◆ Instruction
Reproduce the following material exactly, including every line.

Named object pointing entries:
• • • •
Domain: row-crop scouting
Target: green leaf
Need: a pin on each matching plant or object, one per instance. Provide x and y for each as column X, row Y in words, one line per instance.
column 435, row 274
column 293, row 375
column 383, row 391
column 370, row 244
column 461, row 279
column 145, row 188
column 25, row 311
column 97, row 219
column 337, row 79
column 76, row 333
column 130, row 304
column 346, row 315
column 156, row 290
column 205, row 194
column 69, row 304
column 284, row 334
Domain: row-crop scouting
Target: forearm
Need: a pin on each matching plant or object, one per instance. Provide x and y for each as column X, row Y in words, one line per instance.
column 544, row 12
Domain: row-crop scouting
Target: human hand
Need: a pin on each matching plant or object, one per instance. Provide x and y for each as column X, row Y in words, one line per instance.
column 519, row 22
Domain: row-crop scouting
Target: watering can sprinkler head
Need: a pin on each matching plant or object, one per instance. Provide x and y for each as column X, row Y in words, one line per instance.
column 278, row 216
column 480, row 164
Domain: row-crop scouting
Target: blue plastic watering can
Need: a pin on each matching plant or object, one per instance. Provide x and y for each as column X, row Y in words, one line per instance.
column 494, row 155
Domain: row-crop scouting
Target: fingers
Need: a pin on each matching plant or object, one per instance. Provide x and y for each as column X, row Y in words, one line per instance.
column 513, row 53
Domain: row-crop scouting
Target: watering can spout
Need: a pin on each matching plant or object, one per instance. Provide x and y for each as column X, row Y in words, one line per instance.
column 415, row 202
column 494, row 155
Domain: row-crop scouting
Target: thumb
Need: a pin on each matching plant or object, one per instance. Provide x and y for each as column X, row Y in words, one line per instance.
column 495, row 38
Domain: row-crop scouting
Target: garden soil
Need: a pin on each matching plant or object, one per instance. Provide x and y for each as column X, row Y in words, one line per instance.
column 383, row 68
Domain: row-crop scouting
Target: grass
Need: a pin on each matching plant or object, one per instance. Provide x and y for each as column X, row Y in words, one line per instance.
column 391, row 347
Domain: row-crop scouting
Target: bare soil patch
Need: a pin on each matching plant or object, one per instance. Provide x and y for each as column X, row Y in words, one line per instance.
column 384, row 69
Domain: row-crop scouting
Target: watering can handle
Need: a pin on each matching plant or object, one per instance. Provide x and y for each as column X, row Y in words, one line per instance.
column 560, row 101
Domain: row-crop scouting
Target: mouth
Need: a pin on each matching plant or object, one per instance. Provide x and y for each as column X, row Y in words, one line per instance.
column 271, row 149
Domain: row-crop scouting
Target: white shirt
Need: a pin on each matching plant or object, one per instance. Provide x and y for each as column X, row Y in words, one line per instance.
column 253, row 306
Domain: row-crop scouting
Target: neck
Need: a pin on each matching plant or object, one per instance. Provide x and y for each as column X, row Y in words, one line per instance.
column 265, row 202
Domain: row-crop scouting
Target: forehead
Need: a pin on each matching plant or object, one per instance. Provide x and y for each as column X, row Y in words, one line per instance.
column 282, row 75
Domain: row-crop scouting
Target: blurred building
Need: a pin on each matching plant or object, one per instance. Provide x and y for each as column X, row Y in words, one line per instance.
• • • •
◆ The answer
Domain: row-crop scouting
Target: green leaf
Need: a pin on each matching plant or object, one per instance. Provide x and y for each as column X, row Y in words, one line per instance.
column 435, row 274
column 293, row 375
column 383, row 391
column 370, row 244
column 461, row 279
column 145, row 188
column 25, row 311
column 97, row 219
column 337, row 79
column 76, row 333
column 130, row 304
column 346, row 315
column 156, row 290
column 205, row 194
column 69, row 304
column 284, row 334
Domain: row-crop scouting
Target: forearm
Need: a pin on each matching plant or object, one per instance. Provide x and y for each as column X, row Y in words, one line per instance.
column 544, row 12
Domain: row-crop scouting
Target: human hand
Need: a pin on each matching plant or object, one per instance. Provide x and y for each as column X, row Y in words, one line per instance.
column 519, row 22
Domain: row-crop scouting
Target: watering can sprinkler head
Need: a pin on each matching plant or object, one per instance. Provide x and y for each as column X, row Y in words, one line per instance.
column 278, row 216
column 480, row 164
Domain: row-crop scouting
Target: blue plastic watering can
Need: a pin on each matching plant or object, one per instance. Provide x and y for each as column X, row Y in words, one line per instance.
column 494, row 155
Domain: row-crop scouting
Target: fingers
Need: a pin on each matching plant or object, one per instance. Provide x and y for each as column X, row Y in words, one line per instance.
column 513, row 53
Domain: row-crop scouting
Target: watering can spout
Need: a pin on each matching plant or object, one per instance. Provide x and y for each as column X, row Y in words, one line per instance.
column 415, row 202
column 494, row 155
Domain: row-crop scouting
Target: thumb
Need: a pin on each matching plant or object, one per instance. Provide x and y for each as column X, row Y in words, one line per instance.
column 495, row 38
Domain: row-crop scouting
Target: garden soil
Need: a pin on each matching plant or object, one per instance. Provide x and y for each as column X, row Y in words, one line per instance.
column 383, row 68
Domain: row-crop scouting
Target: grass
Need: a pin on each matching plant or object, one per instance. Provide x and y for each as column X, row Y in words, one line per instance.
column 391, row 347
Domain: row-crop scouting
Target: bare soil patch
Need: a pin on each matching plant or object, one per instance. Provide x and y for each as column X, row Y in words, one line per instance.
column 384, row 69
Domain: row-crop scouting
Target: watering can handle
Need: a pin on each matching plant or object, one per instance. Provide x and y for each as column X, row Y in words, one line per instance.
column 560, row 101
Domain: row-crop scouting
Target: mouth
Need: a pin on each matching plant or object, one per instance. Provide x and y for each as column X, row Y in words, one line per instance.
column 271, row 149
Domain: row-crop scouting
Target: white shirt
Need: a pin on each matching plant or object, one per instance. Provide x and y for each as column X, row Y in words, one line per instance.
column 253, row 306
Domain: row-crop scouting
Target: neck
Need: a pin on each matching plant or object, one per instance. Provide x and y for each as column X, row Y in words, one line per instance.
column 265, row 202
Domain: row-crop scouting
Target: forehead
Need: a pin on each matching plant or object, one per instance. Provide x and y for each as column X, row Y in words, one line per instance.
column 282, row 75
Domain: row-crop scouting
Target: blurred building
Need: a pin on each matching plant or object, one per instance. Provide x and y for each as column X, row Y in words, one line per instance.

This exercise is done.